> **TO DO**:
1 - Using the passage about painting a black Puerto Rican flag, answer these:
(a) Whose chat logs were leaked to the public?
(b) How long did the protests last, and what did they result in?
(c) Which song was sung after the corpse paint was applied, and by which band?
2 - Carry the account of painting a black Puerto Rican flag forward with the next paragraph, starting after its final sentence.

#### PROVIDED TEXT

While telling these stories I laid out a piece of canvas and began spreading black paint on it. By the time it became obvious that I was creating a black Puerto Rican flag, I segued into talking about the recent protests on the island: chat logs between Puerto Rican governor Ricky Roselló and other high ranking officials were leaked to the public. These messages were filled with homophobic, racist, classist, misogynistic rhetoric that poked fun of those who suffered following Hurricane Maria and casually discussed “a future without Puerto Ricans.” The Puerto Rican people responded with non-stop protests for two weeks resulting in Ricky’s resignation.

Once the flag was complete I applied “corpse paint” to my face, an aesthetic used by black metal musicians. I juxtaposed this with singing “The Calendar Hung Itself,” a song by the band Bright Eyes that was an inside joke with my two friends who were no longer in my life.

########
#### GIVEN DATA

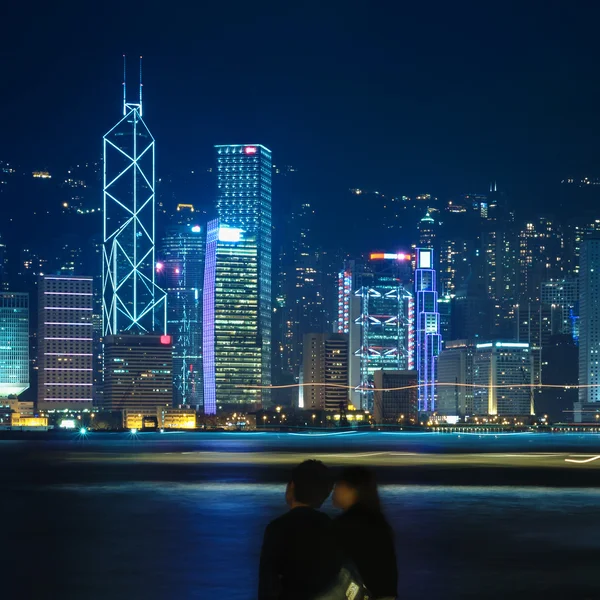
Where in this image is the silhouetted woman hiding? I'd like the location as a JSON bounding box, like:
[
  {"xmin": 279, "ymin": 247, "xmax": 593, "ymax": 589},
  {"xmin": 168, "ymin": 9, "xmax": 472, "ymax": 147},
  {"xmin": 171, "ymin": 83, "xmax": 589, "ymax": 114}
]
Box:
[{"xmin": 333, "ymin": 467, "xmax": 398, "ymax": 599}]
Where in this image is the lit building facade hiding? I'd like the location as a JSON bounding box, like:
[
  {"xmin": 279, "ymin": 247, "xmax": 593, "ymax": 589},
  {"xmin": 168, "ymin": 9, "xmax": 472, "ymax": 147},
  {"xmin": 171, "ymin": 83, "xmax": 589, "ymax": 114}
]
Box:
[
  {"xmin": 373, "ymin": 371, "xmax": 419, "ymax": 425},
  {"xmin": 541, "ymin": 279, "xmax": 579, "ymax": 340},
  {"xmin": 419, "ymin": 211, "xmax": 438, "ymax": 248},
  {"xmin": 38, "ymin": 276, "xmax": 94, "ymax": 411},
  {"xmin": 437, "ymin": 340, "xmax": 475, "ymax": 419},
  {"xmin": 272, "ymin": 202, "xmax": 338, "ymax": 398},
  {"xmin": 579, "ymin": 239, "xmax": 600, "ymax": 405},
  {"xmin": 473, "ymin": 342, "xmax": 535, "ymax": 417},
  {"xmin": 161, "ymin": 224, "xmax": 206, "ymax": 407},
  {"xmin": 415, "ymin": 248, "xmax": 442, "ymax": 412},
  {"xmin": 350, "ymin": 252, "xmax": 414, "ymax": 410},
  {"xmin": 515, "ymin": 301, "xmax": 552, "ymax": 392},
  {"xmin": 203, "ymin": 220, "xmax": 265, "ymax": 414},
  {"xmin": 303, "ymin": 333, "xmax": 349, "ymax": 410},
  {"xmin": 103, "ymin": 334, "xmax": 173, "ymax": 416},
  {"xmin": 0, "ymin": 292, "xmax": 29, "ymax": 398},
  {"xmin": 336, "ymin": 261, "xmax": 353, "ymax": 333},
  {"xmin": 102, "ymin": 71, "xmax": 167, "ymax": 336},
  {"xmin": 215, "ymin": 144, "xmax": 273, "ymax": 403}
]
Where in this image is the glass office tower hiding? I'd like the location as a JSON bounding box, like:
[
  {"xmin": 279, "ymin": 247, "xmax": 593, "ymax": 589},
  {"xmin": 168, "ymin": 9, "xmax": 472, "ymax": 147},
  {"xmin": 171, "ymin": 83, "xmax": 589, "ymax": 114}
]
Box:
[
  {"xmin": 0, "ymin": 292, "xmax": 29, "ymax": 398},
  {"xmin": 203, "ymin": 220, "xmax": 263, "ymax": 414},
  {"xmin": 161, "ymin": 224, "xmax": 206, "ymax": 407},
  {"xmin": 215, "ymin": 144, "xmax": 272, "ymax": 403},
  {"xmin": 415, "ymin": 248, "xmax": 442, "ymax": 412}
]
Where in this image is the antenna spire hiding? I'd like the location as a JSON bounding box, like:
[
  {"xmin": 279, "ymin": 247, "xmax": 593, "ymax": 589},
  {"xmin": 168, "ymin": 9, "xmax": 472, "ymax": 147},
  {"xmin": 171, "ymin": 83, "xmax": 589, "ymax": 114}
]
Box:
[{"xmin": 140, "ymin": 56, "xmax": 144, "ymax": 117}]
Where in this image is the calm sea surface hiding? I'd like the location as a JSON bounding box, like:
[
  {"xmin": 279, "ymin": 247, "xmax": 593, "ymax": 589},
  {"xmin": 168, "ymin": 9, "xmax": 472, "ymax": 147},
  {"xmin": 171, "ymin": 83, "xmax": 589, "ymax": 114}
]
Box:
[{"xmin": 0, "ymin": 439, "xmax": 600, "ymax": 600}]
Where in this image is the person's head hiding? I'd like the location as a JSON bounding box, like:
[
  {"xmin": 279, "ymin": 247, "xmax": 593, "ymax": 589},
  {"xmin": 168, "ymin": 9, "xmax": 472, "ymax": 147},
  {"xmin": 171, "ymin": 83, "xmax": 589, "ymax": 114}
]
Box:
[
  {"xmin": 333, "ymin": 467, "xmax": 381, "ymax": 511},
  {"xmin": 285, "ymin": 460, "xmax": 333, "ymax": 508}
]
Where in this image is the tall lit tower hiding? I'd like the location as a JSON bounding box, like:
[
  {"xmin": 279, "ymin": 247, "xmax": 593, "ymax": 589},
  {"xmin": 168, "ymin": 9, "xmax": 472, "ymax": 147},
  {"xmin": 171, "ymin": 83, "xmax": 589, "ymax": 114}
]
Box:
[
  {"xmin": 349, "ymin": 252, "xmax": 414, "ymax": 410},
  {"xmin": 102, "ymin": 57, "xmax": 167, "ymax": 336},
  {"xmin": 415, "ymin": 248, "xmax": 442, "ymax": 412},
  {"xmin": 215, "ymin": 144, "xmax": 273, "ymax": 403},
  {"xmin": 0, "ymin": 292, "xmax": 29, "ymax": 398},
  {"xmin": 161, "ymin": 223, "xmax": 206, "ymax": 407}
]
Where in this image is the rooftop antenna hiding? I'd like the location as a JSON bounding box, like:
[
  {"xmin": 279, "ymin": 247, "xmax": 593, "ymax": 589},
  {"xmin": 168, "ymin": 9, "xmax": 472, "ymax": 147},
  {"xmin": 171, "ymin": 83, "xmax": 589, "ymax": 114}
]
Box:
[
  {"xmin": 140, "ymin": 56, "xmax": 143, "ymax": 117},
  {"xmin": 123, "ymin": 54, "xmax": 127, "ymax": 116}
]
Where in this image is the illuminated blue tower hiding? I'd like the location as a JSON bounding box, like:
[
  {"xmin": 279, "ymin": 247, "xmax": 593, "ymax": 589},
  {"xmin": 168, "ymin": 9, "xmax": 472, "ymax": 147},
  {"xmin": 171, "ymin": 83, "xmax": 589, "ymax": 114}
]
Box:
[
  {"xmin": 102, "ymin": 57, "xmax": 167, "ymax": 336},
  {"xmin": 415, "ymin": 248, "xmax": 442, "ymax": 413},
  {"xmin": 156, "ymin": 224, "xmax": 206, "ymax": 407},
  {"xmin": 215, "ymin": 144, "xmax": 273, "ymax": 404}
]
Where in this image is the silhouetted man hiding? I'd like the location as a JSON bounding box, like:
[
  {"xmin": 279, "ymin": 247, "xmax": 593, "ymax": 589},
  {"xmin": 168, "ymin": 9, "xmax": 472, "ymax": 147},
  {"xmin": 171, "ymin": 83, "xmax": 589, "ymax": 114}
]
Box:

########

> **ANSWER SET**:
1 -
(a) The chat logs were between Puerto Rican governor Ricky Roselló and other high-ranking officials.
(b) The protests went on non-stop for two weeks and resulted in Ricky's resignation.
(c) The song was "The Calendar Hung Itself," by the band Bright Eyes.

2 -
The Puerto Rican flag has always been a symbol of anti-imperialism: it was designed by Boricua artists in NYC following the takeover of the island by the United States in the 1890s. Based on the flag of Cuba, it originally had a sky blue triangle. The US outlawed displaying it, but eventually chose to make it the official flag of the territory. The colors were changed to match the colors of the US flag in a (failed) attempt to strip it of its meaning. The black version I recreated here was designed in 2016 by an anonymous group of female artists in response to President Obama’s creation of La Junta, an oversight board meant to regulate how the Hurricane Maria relief money would be spent; none of its members were elected by the Puerto Rican people, none ever lived on the island, or were Puerto Rican themselves. Imperialism 101. The black flag represents revolution.